* Your objective
Copy out the passage on left and right funding, everything from "The issue is" down to "large research contracts.", but swap "earmark" for "appropriation".

* Passage provided
>>>>

Sometimes Cowen, 48, seems to have nothing but outside interests, as his readers know from Marginal Revolution
Noting that Cowen directs the Mercatus Center, recently mentioned in the context of Jane Mayer’s conspiratorial portrayal of the Koch brothers, Warsh writes,
If anything, Mercatus appears to have avoided some of the pitfalls that have made the Hoover Institution such a dependable source of irritation to Stanford University.
This suggests that there is a story about Hoover which I am not in on.
My view on the funding of left and right is that if you include government funding, the left enjoys a huge funding advantage. A single government contract for Jonathan Gruber to lend his technocratic hand in government regulation of health insurance or for Mark Zandi to bless the stimulus with precise estimates of multipliers exceeds what one can earn in a lifetime by writing essays on expert failure. Compared with the amount of money that the government spends on statist propaganda and on promoting research that argues for more state power, the funding of conservative think tanks is miniscule.
The issue is similar to campaign finance reform. The typical Congressman or Senator spends more on one earmark than his or her opponent spends on a campaign. Yet what we call “campaign finance reform” is focused on reducing the latter.
I do not know any economist on either side who I would accuse of altering his opinions to increase his earning power. But if you do want to prostitute yourself, then my advice is to join the left, not the right. The left is where you are more likely to get tenure and really large research contracts.
Daniel Klein has more on the life of left and right in academia.
READER COMMENTS
RPLong
Sep 14 2010 at 10:10am
To paraphrase a much-derided author, perhaps what we need is at minimum a separation of state and economics, or a full-on prohibition against diverting government funds to the development of ideas to which a subset of the population is morally opposed.

<<<<

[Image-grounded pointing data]
>>>>

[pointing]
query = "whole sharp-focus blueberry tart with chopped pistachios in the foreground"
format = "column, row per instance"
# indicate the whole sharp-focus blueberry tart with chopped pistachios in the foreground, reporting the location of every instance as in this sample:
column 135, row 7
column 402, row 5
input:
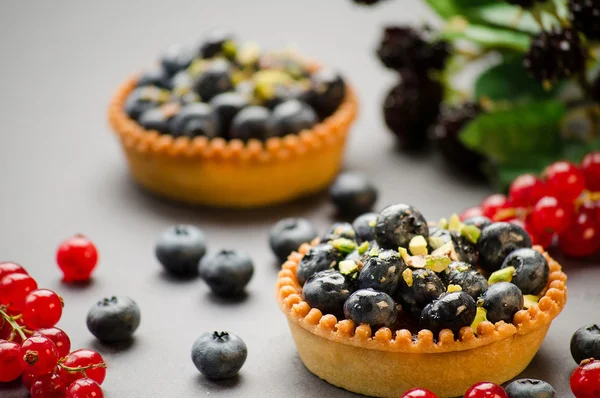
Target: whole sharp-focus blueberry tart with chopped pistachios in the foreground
column 440, row 308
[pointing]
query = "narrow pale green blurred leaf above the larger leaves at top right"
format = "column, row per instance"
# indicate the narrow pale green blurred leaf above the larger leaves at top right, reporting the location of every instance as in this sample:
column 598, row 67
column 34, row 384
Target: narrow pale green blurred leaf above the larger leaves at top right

<<<<

* Response
The issue is similar to campaign finance reform. The typical Congressman or Senator spends more on one appropriation than his or her opponent spends on a campaign. Yet what we call “campaign finance reform” is focused on reducing the latter.
I do not know any economist on either side who I would accuse of altering his opinions to increase his earning power. But if you do want to prostitute yourself, then my advice is to join the left, not the right. The left is where you are more likely to get tenure and really large research contracts.